> Your goal
Copy exactly the lines from the "label the green tree, a point per instance." line to the end, both included, and nothing else.

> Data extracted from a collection
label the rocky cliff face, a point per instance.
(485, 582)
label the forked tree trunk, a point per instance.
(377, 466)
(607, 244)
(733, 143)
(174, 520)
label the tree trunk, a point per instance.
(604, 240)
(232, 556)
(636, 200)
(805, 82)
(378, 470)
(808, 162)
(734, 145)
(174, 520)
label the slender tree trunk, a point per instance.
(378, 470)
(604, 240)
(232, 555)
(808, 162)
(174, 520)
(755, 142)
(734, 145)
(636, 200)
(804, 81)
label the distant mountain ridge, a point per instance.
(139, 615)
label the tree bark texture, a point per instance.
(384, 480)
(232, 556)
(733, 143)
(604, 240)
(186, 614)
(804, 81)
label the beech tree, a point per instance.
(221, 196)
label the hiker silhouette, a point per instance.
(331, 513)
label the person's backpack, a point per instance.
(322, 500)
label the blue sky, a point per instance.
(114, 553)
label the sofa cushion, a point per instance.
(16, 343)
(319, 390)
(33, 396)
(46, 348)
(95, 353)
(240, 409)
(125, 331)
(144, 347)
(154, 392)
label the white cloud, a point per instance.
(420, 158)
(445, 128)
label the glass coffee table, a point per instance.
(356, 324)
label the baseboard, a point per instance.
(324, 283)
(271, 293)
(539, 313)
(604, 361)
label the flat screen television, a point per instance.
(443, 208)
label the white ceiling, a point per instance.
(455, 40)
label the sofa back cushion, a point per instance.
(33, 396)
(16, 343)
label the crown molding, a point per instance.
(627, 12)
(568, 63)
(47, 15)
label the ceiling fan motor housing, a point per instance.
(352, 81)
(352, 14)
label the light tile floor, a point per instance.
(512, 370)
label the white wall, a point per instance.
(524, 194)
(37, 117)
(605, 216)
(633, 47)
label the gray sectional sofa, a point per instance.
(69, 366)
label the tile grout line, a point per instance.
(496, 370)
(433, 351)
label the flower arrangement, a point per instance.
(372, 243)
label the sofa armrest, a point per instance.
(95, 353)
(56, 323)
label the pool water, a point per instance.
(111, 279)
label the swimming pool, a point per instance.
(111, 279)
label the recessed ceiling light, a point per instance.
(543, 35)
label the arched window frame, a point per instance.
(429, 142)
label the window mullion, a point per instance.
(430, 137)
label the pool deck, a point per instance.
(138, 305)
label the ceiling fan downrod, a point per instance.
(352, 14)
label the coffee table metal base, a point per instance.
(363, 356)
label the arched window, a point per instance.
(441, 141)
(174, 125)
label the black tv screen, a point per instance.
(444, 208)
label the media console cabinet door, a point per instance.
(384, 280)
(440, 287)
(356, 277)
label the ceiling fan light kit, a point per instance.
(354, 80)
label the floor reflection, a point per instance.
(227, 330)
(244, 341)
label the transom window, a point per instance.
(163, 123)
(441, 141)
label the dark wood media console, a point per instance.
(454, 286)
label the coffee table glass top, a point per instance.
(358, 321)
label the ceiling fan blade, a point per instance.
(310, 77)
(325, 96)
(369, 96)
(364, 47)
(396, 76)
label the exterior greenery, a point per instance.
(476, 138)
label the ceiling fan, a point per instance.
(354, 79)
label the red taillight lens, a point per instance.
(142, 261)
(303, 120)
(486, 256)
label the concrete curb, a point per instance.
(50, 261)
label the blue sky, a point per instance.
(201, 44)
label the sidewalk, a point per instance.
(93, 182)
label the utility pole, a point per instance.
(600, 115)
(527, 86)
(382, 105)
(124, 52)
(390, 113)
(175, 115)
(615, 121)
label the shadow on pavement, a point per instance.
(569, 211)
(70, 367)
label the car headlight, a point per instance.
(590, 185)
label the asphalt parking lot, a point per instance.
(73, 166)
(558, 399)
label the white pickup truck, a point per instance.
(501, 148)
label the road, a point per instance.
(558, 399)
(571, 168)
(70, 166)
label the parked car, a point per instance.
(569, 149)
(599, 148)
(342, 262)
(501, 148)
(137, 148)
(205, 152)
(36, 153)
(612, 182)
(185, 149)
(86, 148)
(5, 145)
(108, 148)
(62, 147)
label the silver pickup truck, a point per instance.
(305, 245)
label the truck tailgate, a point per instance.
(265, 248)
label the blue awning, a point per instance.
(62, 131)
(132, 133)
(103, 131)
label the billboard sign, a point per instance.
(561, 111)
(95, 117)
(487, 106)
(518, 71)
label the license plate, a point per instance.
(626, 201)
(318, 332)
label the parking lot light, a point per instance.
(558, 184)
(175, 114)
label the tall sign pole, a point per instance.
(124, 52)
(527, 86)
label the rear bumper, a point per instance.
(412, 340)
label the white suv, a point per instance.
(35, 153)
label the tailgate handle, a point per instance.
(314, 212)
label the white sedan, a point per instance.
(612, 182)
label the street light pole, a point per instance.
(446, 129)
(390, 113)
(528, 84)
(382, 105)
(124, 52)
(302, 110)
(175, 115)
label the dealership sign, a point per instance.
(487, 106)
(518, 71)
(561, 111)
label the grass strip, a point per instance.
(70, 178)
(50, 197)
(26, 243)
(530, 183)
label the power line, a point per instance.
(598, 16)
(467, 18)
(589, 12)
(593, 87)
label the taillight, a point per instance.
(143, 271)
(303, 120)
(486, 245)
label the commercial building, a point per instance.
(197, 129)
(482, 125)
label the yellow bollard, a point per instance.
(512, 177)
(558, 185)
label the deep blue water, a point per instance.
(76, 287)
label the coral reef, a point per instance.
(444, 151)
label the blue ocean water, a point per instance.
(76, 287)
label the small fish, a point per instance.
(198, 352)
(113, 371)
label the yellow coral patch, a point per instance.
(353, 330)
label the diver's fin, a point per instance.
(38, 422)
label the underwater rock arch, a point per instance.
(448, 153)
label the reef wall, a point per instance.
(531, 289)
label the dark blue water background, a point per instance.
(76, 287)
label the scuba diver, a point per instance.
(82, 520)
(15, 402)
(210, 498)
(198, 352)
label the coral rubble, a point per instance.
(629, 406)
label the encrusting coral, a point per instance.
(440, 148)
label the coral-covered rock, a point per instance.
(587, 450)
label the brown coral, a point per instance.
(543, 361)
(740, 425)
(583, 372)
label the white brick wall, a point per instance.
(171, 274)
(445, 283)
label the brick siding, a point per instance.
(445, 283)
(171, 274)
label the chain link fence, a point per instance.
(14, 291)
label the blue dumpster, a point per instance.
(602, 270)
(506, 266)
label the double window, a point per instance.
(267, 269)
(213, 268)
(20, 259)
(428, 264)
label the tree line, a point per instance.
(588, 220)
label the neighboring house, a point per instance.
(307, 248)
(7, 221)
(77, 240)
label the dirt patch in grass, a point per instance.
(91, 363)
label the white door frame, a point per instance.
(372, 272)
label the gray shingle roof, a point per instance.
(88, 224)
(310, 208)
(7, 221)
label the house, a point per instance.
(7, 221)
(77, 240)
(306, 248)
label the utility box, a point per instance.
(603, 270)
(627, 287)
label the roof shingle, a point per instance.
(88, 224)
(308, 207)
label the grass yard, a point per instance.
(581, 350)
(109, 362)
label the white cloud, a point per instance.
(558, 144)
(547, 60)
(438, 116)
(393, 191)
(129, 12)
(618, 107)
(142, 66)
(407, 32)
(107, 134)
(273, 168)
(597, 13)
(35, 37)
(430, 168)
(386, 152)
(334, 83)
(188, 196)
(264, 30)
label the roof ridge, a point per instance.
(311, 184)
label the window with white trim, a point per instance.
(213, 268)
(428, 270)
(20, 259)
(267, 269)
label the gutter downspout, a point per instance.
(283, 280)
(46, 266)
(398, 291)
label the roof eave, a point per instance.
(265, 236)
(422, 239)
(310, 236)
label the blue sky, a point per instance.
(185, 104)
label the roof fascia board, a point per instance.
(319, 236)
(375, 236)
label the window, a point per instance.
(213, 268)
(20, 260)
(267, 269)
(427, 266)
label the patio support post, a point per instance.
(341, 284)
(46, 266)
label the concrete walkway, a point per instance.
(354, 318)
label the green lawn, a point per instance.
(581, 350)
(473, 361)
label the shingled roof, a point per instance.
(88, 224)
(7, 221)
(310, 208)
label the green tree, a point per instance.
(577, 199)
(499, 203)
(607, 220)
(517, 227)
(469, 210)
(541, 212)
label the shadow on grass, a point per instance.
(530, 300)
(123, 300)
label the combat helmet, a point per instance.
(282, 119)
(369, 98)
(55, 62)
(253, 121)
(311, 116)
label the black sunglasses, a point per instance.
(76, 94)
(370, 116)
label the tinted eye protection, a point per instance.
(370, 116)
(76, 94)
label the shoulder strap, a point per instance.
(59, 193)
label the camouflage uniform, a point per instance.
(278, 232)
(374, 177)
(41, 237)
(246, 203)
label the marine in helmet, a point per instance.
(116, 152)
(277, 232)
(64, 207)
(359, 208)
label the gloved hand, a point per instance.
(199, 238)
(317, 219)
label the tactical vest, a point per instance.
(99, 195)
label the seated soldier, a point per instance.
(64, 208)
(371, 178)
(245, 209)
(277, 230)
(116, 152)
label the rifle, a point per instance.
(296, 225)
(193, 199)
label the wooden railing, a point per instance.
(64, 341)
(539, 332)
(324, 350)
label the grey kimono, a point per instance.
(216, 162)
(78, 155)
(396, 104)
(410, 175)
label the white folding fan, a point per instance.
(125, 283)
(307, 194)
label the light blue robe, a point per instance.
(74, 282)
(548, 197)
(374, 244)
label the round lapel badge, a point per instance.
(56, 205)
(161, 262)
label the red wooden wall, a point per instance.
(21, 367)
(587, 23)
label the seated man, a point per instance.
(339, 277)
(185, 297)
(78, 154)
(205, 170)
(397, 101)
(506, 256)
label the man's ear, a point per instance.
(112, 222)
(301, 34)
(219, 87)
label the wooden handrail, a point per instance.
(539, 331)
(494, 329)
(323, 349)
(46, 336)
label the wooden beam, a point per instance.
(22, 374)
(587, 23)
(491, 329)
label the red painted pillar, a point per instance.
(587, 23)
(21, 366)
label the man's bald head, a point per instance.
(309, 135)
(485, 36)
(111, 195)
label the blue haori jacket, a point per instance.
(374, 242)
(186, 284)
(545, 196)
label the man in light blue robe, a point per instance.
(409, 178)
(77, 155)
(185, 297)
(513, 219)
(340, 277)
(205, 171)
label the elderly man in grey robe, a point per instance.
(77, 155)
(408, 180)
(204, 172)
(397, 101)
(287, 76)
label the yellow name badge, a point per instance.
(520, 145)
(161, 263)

> Solution for this task
label the green tree, a point per instance.
(577, 199)
(499, 203)
(607, 220)
(517, 227)
(469, 210)
(541, 212)
label the shadow on grass, a point per instance.
(530, 300)
(123, 300)
label the combat helmet, a point per instance.
(282, 119)
(369, 98)
(55, 62)
(253, 121)
(311, 116)
label the black sunglasses, a point per instance.
(76, 94)
(370, 116)
label the tinted eye protection, a point per instance.
(370, 116)
(76, 94)
label the shoulder strap, a point per instance.
(59, 193)
label the camouflage uniform, a point per instance.
(278, 232)
(374, 177)
(41, 237)
(246, 203)
label the marine in helmet, a point per instance.
(116, 152)
(277, 232)
(64, 207)
(359, 208)
label the gloved hand, a point per instance.
(199, 238)
(317, 219)
label the tactical vest, a point per instance.
(99, 195)
label the seated soldier, a point per instance.
(64, 208)
(371, 178)
(245, 209)
(277, 230)
(116, 152)
label the rifle, a point per instance.
(296, 225)
(193, 199)
label the wooden railing, a point per instance.
(64, 341)
(539, 332)
(324, 350)
label the grey kimono, a point per instance.
(216, 162)
(78, 155)
(396, 104)
(410, 175)
label the white folding fan, a point per instance.
(125, 283)
(307, 194)
label the light blue robe, a point per instance.
(74, 282)
(548, 197)
(374, 244)
label the round lapel badge, a point per instance.
(56, 205)
(161, 262)
label the red wooden wall, a point per instance.
(21, 367)
(587, 23)
label the seated man, a point per instance.
(339, 277)
(185, 297)
(78, 154)
(205, 170)
(397, 101)
(506, 256)
label the man's ear, a point per instance.
(112, 222)
(301, 34)
(219, 87)
label the wooden handrail, a point per instance.
(539, 331)
(494, 329)
(323, 349)
(46, 336)
label the wooden beam, a point per instance.
(22, 374)
(587, 23)
(491, 329)
label the red painted pillar, a point per instance.
(587, 23)
(21, 366)
label the man's bald head, a point per instance.
(309, 135)
(485, 36)
(111, 195)
label the blue haori jacket, a point per instance.
(374, 242)
(186, 284)
(545, 196)
label the man in light blue robe, a point per instance.
(409, 178)
(77, 155)
(185, 297)
(513, 219)
(340, 277)
(205, 171)
label the elderly man in grey robe, a point per instance.
(77, 155)
(408, 180)
(204, 172)
(397, 101)
(287, 76)
label the yellow name badge, a point per instance.
(520, 145)
(161, 263)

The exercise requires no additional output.